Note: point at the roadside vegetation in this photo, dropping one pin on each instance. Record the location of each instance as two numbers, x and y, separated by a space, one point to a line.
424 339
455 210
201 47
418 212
===============
[The task] What is wanted is an exact copy of the data.

[Reply to the exercise]
Note: point at the roadside vegetation in this photo, dropping one pin on each instance. Record the location of each instance as two numbers, x and y, separated by a space, one point to a line.
424 339
455 210
201 47
418 212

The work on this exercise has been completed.